**REQUIRED ACTIONS**
• a. According to the review of The Cola Pop Creemees: Opening Act, what shape is the house that the five band members share?
• b. Pick up the review of The Cola Pop Creemees: Opening Act after its last sentence and keep writing it.

**PASSAGE FOR REVIEW**
· · · · ·
Part of the final line-up of books to be published by US indie micropress Birdcage Bottom Books (and currently crowdfunding on Kickstarter here) Desmond Reed’s The Cola Pop Creemees: Opening Act follows the misadventures of the titular psychedelic band in a series of multi-strip stories. The group comprises of de facto leader Ralph Jonathan, joker Wallace T.J., the artistic Mona Gertrude, the unsure Gil Christopher and the ever anxious Henrietta Susan. And, to add to the madcap nature of the book, all five live in a hand-shaped house with each finger being one member’s personal quarters.
Each of these main characters is depicted with a physical elasticity, ensuring they stand out as eccentrics in a world of otherwise more recognisably realised humans. Over the course of the seven storylines we observe the group together and solo in tales that focus on their band practice, their antics attending a wedding, flashbacks to the past, flashfowards to the future, festive celebrations, and struggles with depression.
Perhaps Reed’s greatest accomplishment here is to insinuate some very profound insights into the human condition into what initially may seem superficially like a quirky collection of whimsical humour. Through the assorted members of the Cola Pop Creemees Reed provides examinations of subjects like toxic relationships, alienation, family dynamics, bereavement and loss, mental health struggles, and unfulfilled love, in an often humorous but no less insightful way. By framing these explorations in terms of the amiably bizarre and endearingly idiosyncratic he succeeds in forging a deeper empathetic link between reader and page.
· · · · ·
[Items from a dataset]
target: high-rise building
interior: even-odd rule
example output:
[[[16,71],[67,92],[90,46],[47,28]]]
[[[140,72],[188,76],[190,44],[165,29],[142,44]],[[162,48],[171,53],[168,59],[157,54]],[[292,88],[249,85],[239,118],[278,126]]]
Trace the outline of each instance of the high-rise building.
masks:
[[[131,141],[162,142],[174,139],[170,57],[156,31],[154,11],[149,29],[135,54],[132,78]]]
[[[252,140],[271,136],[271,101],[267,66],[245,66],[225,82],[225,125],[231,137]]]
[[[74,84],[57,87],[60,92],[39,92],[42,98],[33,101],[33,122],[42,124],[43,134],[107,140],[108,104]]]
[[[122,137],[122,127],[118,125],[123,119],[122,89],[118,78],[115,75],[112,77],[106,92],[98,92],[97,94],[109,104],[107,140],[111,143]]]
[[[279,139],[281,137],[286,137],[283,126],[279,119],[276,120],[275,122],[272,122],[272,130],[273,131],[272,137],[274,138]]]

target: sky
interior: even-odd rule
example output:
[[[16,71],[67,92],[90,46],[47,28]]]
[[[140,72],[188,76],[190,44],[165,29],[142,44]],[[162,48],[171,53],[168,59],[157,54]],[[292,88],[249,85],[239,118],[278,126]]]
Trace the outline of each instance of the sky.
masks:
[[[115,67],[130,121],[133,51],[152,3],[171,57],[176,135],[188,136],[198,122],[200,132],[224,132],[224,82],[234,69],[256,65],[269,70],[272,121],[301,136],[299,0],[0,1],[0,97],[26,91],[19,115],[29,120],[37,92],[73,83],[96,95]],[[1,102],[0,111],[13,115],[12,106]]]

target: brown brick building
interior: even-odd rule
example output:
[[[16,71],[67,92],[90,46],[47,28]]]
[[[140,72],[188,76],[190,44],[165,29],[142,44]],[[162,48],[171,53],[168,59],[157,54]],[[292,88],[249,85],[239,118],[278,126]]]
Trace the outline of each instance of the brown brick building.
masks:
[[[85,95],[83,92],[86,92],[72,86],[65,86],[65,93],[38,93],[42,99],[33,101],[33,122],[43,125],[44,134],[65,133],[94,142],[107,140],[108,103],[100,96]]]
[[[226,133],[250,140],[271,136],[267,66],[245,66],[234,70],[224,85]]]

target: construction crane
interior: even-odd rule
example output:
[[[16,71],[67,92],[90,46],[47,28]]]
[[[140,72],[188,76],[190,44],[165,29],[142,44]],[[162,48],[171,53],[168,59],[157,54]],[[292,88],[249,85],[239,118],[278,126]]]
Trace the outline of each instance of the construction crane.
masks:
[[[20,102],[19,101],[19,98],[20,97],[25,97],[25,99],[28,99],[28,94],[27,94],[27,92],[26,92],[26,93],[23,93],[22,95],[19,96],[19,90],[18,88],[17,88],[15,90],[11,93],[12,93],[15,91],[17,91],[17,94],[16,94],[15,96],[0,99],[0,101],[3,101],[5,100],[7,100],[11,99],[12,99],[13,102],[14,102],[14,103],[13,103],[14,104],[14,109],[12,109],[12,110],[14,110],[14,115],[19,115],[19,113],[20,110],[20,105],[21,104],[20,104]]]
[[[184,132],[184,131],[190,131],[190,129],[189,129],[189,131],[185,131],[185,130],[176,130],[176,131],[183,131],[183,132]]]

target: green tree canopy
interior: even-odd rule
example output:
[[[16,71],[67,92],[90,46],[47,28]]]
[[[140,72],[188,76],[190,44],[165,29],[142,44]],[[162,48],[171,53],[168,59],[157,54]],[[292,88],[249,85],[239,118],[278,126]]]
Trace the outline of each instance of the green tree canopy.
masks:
· · · · ·
**ANSWERS TO THE TASKS**
• a. It is shaped like a hand, and each finger is one member's personal quarters.

• b.
I am loathe to use phrases like “deceptively simple” because they seem such facile reviewer-speak fallbacks but Reed’s visuals do embody those words to an extent. The sense of design here, the clever construction of black and white contrast, and the constant switches between traditional sequential panels and more open, flowing pages could easily be missed under the clarity and accessibility of his cartooning. Formal tools are also used with an astute eye to establishing tone and mood, particularly lettering tricks and playful shifts in perspective.
Reed confounds expectations by dramatically changing the mood and tempo across stories from the slacker japery of Wallace T.J. on one end through to the powerfully poignant depiction of Henrietta Susan’s depression on the other. To that end, in less than 250 pages, The Cola Pop Creemees manages to make the reader so invested in this oddball cast that a second outing feels essential.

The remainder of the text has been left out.